ACTIONS TO TAKE »
1. Reproduce the passage of the article on Southwest D.C. development, starting with "January 1, 1970" and going on through "away area residents.".
2. Answer the following questions using the article on Southwest D.C. development.
(a) What is the stated cost of The Wharf?
(b) What position does Ben Audrain hold, and with which firm?
(c) Which freeway separates Southwest from the rest of the city?

EXCERPT »
►

January 1, 1970
In Southwest D.C., Developers and Architects Bet on Public Space and Affordable Housing to Create Equitable Development
The Wharf, a $2 billion development, tries to tread a fine line of drawing people back to the city’s waterfront while not driving away area residents.
“One of the issues in redeveloping in communities is access to what we’re creating,” said Ben Audrain, senior associate with WDG Architecture, where Metropolis’s director of design innovation Susan S. Szensay led a discussion about neighborhood development in Washington, D.C. on December 7. Access for the community means little without the community’s input on what’s being created in the first place. In turn, Audrain contended, community involvement has allowed development projects—including The Wharf, a $2 billion, 2 million-square-foot project on which he and several co-panelists worked—to become welcoming spaces for the neighborhoods in which they’re built.
Washington, D.C., hasn’t always been sympathetic to community concerns: Urban renewal of the mid-1960s and 1970s eradicated large portions of Southwest D.C., relocating not just families, but whole neighborhoods, to the other side of the Anacostia River. “What a lot of people don’t realize is that despite the fact of being separated from the rest of the city by the [I-395] freeway, Southwest was a thriving community,” Shawn Seaman, an executive vice president with PN Hoffman, said. “It’s unfortunate that a lot of the people that were there before urban renewal were dislocated to the east of the river communities.”

◄

EXTRACTED ENTRIES »
►

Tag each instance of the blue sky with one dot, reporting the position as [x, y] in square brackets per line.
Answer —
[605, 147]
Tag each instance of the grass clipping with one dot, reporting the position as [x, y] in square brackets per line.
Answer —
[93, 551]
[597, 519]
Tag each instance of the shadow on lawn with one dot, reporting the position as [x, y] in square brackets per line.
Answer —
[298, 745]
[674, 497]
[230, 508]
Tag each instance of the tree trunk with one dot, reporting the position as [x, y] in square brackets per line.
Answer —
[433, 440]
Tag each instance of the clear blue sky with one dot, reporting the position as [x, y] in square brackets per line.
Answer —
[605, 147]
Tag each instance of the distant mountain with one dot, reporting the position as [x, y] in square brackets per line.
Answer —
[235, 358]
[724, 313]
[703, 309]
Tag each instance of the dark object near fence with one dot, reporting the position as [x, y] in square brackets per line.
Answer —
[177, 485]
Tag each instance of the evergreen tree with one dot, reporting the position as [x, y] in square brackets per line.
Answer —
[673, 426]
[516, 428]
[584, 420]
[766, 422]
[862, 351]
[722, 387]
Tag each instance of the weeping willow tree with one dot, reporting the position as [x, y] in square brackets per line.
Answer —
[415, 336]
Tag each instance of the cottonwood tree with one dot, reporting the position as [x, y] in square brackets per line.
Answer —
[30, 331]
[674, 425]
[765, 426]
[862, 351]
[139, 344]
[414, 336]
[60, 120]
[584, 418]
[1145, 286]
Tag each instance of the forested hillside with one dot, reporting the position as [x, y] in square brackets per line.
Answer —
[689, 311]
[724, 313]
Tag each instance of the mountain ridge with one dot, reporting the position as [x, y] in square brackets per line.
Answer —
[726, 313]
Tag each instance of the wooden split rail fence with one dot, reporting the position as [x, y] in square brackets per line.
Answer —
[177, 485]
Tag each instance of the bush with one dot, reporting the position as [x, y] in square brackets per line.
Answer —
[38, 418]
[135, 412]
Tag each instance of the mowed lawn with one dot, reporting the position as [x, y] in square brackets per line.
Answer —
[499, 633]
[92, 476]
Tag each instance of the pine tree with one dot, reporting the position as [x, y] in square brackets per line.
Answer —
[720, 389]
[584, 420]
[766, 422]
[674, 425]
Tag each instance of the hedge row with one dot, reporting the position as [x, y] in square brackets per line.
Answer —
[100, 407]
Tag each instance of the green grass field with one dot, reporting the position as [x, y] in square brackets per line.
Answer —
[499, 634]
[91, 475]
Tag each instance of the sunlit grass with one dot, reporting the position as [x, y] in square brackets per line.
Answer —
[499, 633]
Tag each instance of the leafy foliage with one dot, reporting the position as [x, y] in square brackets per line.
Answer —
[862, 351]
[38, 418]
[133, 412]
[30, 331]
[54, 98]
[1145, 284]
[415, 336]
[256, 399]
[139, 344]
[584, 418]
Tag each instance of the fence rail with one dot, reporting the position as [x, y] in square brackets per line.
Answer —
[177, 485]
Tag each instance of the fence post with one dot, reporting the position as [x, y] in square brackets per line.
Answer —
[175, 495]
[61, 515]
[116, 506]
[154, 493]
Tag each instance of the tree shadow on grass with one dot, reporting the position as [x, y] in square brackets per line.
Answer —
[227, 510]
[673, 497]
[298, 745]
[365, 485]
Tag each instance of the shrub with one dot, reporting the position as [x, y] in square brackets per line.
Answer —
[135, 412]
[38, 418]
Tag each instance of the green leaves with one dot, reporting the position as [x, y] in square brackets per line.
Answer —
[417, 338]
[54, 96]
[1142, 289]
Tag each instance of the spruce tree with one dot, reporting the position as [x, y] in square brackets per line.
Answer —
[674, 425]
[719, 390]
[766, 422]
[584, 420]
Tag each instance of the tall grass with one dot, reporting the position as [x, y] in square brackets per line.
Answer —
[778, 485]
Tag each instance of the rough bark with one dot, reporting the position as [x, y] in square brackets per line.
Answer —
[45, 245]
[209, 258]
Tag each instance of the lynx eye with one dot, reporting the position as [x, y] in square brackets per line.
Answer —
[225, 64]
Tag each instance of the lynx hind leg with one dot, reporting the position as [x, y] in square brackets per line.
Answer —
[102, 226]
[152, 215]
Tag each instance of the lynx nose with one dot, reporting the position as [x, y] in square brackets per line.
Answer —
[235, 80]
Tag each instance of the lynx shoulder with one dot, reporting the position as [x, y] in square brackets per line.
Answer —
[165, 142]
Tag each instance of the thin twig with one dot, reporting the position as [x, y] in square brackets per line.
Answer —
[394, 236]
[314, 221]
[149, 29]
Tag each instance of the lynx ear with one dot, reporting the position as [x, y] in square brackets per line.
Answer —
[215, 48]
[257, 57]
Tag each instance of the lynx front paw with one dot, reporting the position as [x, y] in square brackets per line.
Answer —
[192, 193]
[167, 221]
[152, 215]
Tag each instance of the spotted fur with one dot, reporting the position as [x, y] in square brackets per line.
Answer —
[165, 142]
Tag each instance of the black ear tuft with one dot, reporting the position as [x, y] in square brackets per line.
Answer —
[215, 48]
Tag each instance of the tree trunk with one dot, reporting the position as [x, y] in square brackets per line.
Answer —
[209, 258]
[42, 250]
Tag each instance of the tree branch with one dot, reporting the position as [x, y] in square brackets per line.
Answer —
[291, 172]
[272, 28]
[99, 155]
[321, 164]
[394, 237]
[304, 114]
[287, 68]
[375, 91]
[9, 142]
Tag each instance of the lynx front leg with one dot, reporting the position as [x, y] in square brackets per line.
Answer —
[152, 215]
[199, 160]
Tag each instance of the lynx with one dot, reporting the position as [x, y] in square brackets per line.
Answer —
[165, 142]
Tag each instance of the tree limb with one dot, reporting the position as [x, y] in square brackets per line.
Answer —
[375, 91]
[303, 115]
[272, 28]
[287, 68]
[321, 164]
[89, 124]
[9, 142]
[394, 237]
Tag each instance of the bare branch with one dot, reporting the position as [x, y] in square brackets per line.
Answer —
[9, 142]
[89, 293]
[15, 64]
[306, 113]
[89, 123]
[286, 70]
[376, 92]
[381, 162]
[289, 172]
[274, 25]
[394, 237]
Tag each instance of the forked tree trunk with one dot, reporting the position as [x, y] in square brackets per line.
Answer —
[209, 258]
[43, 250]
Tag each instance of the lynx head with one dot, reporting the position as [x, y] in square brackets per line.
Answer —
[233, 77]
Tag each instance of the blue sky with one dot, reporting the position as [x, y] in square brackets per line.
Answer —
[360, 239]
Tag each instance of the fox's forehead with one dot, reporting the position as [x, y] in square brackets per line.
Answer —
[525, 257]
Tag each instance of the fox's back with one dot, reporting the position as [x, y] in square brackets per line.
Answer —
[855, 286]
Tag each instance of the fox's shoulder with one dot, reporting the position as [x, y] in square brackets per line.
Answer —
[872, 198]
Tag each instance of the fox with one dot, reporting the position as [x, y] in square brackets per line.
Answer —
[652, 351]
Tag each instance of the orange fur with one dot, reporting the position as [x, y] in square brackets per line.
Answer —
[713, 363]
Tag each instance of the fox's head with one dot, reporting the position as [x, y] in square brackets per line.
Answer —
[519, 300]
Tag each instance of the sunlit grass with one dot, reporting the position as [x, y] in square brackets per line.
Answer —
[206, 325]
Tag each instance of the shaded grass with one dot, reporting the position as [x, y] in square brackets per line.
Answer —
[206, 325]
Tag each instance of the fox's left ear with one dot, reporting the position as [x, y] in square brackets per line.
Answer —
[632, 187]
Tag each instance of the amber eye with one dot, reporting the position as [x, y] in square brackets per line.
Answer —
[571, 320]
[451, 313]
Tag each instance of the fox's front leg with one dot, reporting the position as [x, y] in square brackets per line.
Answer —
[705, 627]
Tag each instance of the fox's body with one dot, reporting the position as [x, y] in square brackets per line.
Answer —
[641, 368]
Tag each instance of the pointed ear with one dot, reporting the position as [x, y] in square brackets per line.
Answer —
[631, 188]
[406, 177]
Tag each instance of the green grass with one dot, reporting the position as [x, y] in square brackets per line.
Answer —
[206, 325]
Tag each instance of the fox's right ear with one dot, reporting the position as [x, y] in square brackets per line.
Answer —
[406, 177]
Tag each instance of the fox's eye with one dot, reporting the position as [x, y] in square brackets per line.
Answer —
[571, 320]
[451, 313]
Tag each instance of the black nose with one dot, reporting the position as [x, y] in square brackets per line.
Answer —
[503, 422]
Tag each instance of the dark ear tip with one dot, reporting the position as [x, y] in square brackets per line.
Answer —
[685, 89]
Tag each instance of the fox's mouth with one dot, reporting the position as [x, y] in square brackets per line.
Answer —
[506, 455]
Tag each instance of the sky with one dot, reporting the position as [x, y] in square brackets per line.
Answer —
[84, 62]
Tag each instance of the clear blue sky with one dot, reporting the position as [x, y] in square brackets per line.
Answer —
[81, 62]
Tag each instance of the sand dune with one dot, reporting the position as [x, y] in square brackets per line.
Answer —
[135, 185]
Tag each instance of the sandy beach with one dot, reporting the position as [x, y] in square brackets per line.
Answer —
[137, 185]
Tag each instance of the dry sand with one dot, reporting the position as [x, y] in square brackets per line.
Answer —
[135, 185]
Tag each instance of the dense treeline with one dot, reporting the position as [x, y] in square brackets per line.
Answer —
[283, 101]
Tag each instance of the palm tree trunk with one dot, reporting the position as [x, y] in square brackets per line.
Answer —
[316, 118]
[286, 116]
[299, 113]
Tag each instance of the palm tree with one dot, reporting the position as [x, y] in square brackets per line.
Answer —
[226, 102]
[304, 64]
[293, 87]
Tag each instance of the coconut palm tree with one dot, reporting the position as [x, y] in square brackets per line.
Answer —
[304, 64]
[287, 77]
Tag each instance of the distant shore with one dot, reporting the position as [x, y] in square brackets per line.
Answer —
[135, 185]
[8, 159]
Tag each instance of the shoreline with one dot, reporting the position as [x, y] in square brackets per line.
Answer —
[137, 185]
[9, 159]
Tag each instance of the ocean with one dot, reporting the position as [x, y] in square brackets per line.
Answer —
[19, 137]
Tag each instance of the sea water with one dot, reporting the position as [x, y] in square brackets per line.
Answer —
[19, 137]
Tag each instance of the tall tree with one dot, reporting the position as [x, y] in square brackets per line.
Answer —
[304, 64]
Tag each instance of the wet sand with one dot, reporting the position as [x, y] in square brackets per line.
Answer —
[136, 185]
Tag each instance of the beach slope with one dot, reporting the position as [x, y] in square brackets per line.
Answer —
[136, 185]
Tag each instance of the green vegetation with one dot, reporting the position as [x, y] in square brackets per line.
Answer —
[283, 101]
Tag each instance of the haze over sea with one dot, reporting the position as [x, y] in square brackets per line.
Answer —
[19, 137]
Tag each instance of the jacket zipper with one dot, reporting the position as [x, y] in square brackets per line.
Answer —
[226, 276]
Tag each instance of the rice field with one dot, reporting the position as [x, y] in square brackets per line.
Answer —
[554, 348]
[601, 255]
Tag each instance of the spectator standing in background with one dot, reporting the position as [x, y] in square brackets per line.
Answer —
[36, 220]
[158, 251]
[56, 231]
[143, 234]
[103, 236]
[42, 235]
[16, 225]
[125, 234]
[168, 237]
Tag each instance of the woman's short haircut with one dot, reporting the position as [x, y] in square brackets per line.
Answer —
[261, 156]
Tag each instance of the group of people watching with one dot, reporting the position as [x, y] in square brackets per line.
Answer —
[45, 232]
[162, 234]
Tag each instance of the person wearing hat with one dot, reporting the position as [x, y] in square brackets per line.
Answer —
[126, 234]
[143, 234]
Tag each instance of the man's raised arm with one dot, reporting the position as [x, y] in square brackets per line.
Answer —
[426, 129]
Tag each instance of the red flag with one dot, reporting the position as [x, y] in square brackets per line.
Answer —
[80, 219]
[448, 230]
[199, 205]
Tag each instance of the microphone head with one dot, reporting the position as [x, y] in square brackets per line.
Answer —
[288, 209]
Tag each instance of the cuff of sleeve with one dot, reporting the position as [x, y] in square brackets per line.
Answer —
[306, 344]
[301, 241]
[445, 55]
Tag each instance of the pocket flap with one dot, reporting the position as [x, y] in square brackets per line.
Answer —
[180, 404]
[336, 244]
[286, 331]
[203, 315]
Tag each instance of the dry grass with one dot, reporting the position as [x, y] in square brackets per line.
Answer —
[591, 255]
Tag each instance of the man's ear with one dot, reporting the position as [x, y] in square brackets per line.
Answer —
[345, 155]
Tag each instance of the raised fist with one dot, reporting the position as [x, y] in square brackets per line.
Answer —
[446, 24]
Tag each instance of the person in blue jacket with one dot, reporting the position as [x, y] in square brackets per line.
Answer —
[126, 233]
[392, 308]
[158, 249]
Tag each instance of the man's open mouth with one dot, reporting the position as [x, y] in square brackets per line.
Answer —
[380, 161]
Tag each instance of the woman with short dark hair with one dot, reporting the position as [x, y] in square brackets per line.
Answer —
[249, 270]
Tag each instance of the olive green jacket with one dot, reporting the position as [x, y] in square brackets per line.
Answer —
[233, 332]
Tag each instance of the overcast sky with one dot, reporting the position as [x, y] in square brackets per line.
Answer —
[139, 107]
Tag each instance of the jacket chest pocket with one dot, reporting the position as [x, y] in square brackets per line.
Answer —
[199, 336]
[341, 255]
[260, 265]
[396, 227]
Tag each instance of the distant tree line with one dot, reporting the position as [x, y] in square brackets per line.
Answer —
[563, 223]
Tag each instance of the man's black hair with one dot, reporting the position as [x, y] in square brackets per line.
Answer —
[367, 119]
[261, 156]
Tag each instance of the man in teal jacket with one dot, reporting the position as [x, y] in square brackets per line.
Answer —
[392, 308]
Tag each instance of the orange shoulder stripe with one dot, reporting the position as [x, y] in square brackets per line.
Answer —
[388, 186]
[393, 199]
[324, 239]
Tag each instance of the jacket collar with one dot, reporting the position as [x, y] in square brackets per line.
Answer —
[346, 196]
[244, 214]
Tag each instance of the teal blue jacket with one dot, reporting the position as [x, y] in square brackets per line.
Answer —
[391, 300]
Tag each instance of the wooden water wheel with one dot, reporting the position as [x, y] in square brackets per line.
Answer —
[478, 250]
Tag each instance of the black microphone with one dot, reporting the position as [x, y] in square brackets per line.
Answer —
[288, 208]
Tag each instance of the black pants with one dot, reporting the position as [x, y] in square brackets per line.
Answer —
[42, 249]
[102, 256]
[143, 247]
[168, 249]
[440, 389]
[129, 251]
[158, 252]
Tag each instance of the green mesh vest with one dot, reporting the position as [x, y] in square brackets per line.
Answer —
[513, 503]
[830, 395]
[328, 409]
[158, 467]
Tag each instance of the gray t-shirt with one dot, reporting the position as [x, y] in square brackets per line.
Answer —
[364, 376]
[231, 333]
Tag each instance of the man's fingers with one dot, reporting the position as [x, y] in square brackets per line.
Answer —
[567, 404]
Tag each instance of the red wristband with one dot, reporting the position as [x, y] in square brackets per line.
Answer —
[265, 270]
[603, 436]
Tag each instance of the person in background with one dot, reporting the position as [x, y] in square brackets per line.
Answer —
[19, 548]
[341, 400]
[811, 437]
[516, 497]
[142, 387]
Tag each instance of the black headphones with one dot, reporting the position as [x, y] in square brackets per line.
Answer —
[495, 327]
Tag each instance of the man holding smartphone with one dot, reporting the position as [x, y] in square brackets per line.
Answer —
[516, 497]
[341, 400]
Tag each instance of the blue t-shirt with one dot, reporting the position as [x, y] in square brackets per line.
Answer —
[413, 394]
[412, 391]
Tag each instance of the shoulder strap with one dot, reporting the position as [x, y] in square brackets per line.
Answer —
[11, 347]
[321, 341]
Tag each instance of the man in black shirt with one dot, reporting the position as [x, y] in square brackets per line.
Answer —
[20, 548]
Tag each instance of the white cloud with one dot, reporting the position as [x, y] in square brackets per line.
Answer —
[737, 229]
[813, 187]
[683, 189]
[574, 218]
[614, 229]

◄

TASK ANSWERS »
1.
January 1, 1970
In Southwest D.C., Developers and Architects Bet on Public Space and Affordable Housing to Create Equitable Development
The Wharf, a $2 billion development, tries to tread a fine line of drawing people back to the city’s waterfront while not driving away area residents.

2.
(a) $2 billion
(b) Senior associate with WDG Architecture
(c) I-395